PROMPT A: Rewrite the part of the listing that opens with the line containing "In this picture, where can the white" and closes with the line containing "point(58, 167)", substituting "hatchback" for "station wagon" and leaving everything else unchanged.

SOURCE TEXT:
>> Begin

ORDER/SUBSCRIBE          SPONSORS          CONTACT          WHAT'S NEW          INDEX/SEARCH













Reviewer biography

Anthropological Intelligence: The Deployment and Neglect of American Anthropology in the Second World War

by David H. Price
Duke University Press, Durham, NC, 2008
400 pp. Trade, $89.95; paper, $24.95
ISBN: 0-8223-0-8223; ISBN: 0-8223-0-8223.

Reviewed by Jonathan Zilberg

jonathanzilberg@gmail.com



Anthropological Intelligence is an extraordinarily timely book for the discipline. It appears at a time when anthropologists and social scientists are being increasingly drawn into the “war on terror” or more commonly to work against the mobilization of the social sciences for purposes of national security. Indeed, in November 2007, the American Anthropology Association’s Executive Board following upon the Ad Hoc Commission on the Engagement of Anthropology with U.S. National Security and Intelligence Communities concluded that though anthropologists are “obliged to help improve U.S. government policies”, working with the U.S. military or intelligence projects, particularly with the Army’s newly instituted Human Terrain Systems constitutes a violation of the AAA Code of Ethics. The reasons for this are that such engagement contradicts the principle of informed consent, to doing no harm to those we study in terms of identifying military targets, and above all that it makes the discipline complicit with US global militarism. Considering this backdrop, specifically the criticism that HTS is a 21st Century version of the Vietnam era CORDS counterinsurgency program and that these code of ethics came about as a reaction to CORDS and Project Camelot in Latin America, the book provides a groundbreaking study of the ethical complications facing anthropologists who would work for the state. In finally breaking the silence on the unknown story of the hidden or unstated connections between anthropology and government in the 20th century, and the lessons it provides for this century, it may well become the most critical disciplinary text of its time.

>> End

RECORDS FOR PROCESSING:
>> Begin

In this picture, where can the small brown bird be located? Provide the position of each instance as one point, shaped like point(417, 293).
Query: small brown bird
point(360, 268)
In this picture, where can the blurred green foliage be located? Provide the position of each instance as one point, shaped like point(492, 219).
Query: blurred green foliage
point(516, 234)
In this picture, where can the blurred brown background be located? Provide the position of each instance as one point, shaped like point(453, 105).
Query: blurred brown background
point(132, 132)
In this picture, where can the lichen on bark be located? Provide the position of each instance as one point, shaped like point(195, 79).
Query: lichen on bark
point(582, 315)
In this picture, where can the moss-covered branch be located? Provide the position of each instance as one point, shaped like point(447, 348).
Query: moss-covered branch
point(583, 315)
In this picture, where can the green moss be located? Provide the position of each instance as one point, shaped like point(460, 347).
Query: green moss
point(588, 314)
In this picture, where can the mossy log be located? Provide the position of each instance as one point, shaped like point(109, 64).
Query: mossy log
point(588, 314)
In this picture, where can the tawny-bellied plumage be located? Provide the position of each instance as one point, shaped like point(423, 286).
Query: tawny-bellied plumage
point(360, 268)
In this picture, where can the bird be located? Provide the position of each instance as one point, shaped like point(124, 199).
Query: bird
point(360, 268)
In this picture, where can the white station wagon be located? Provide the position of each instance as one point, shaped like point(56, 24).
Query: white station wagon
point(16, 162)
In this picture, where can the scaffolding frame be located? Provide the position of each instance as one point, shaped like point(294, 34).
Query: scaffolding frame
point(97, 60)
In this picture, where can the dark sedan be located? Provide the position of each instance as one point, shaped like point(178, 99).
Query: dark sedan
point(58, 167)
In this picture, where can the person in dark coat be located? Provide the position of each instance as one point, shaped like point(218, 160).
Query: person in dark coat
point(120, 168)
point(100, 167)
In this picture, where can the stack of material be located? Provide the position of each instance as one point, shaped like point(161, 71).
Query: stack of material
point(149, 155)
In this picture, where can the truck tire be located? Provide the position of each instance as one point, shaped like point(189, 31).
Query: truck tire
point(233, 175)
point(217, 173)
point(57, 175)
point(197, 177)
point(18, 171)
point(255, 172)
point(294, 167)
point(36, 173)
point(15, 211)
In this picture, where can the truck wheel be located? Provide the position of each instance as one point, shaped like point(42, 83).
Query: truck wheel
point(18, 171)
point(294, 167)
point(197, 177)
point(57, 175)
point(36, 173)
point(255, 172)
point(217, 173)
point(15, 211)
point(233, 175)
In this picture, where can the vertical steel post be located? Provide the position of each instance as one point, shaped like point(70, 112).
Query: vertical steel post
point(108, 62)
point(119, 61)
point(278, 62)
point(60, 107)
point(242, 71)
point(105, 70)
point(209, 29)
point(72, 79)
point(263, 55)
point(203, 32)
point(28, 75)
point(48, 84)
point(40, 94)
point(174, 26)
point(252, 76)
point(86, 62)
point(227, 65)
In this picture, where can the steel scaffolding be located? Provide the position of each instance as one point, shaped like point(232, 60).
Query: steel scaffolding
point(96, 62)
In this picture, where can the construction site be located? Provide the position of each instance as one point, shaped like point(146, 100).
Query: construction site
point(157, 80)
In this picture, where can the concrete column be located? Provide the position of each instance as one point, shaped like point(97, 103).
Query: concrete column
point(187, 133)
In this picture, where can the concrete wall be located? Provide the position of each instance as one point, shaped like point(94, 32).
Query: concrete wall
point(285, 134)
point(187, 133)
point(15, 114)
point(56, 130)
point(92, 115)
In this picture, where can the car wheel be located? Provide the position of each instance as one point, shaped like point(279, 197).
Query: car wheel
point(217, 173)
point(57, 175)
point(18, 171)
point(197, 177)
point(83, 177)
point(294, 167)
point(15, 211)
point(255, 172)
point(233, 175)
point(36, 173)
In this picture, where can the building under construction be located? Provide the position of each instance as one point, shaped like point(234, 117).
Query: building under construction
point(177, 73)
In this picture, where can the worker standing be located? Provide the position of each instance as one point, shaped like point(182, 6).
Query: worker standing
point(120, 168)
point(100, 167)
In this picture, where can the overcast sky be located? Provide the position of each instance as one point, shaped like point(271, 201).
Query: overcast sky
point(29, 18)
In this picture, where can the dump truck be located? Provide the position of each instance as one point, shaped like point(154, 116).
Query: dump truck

>> End

PROMPT B: Write out the entire book review again, word for word.

ANSWER A:
In this picture, where can the white hatchback be located? Provide the position of each instance as one point, shaped like point(56, 24).
Query: white hatchback
point(16, 162)
In this picture, where can the scaffolding frame be located? Provide the position of each instance as one point, shaped like point(294, 34).
Query: scaffolding frame
point(97, 60)
In this picture, where can the dark sedan be located? Provide the position of each instance as one point, shaped like point(178, 99).
Query: dark sedan
point(58, 167)

ANSWER B:
ORDER/SUBSCRIBE          SPONSORS          CONTACT          WHAT'S NEW          INDEX/SEARCH













Reviewer biography

Anthropological Intelligence: The Deployment and Neglect of American Anthropology in the Second World War

by David H. Price
Duke University Press, Durham, NC, 2008
400 pp. Trade, $89.95; paper, $24.95
ISBN: 0-8223-0-8223; ISBN: 0-8223-0-8223.

Reviewed by Jonathan Zilberg

jonathanzilberg@gmail.com



Anthropological Intelligence is an extraordinarily timely book for the discipline. It appears at a time when anthropologists and social scientists are being increasingly drawn into the “war on terror” or more commonly to work against the mobilization of the social sciences for purposes of national security. Indeed, in November 2007, the American Anthropology Association’s Executive Board following upon the Ad Hoc Commission on the Engagement of Anthropology with U.S. National Security and Intelligence Communities concluded that though anthropologists are “obliged to help improve U.S. government policies”, working with the U.S. military or intelligence projects, particularly with the Army’s newly instituted Human Terrain Systems constitutes a violation of the AAA Code of Ethics. The reasons for this are that such engagement contradicts the principle of informed consent, to doing no harm to those we study in terms of identifying military targets, and above all that it makes the discipline complicit with US global militarism. Considering this backdrop, specifically the criticism that HTS is a 21st Century version of the Vietnam era CORDS counterinsurgency program and that these code of ethics came about as a reaction to CORDS and Project Camelot in Latin America, the book provides a groundbreaking study of the ethical complications facing anthropologists who would work for the state. In finally breaking the silence on the unknown story of the hidden or unstated connections between anthropology and government in the 20th century, and the lessons it provides for this century, it may well become the most critical disciplinary text of its time.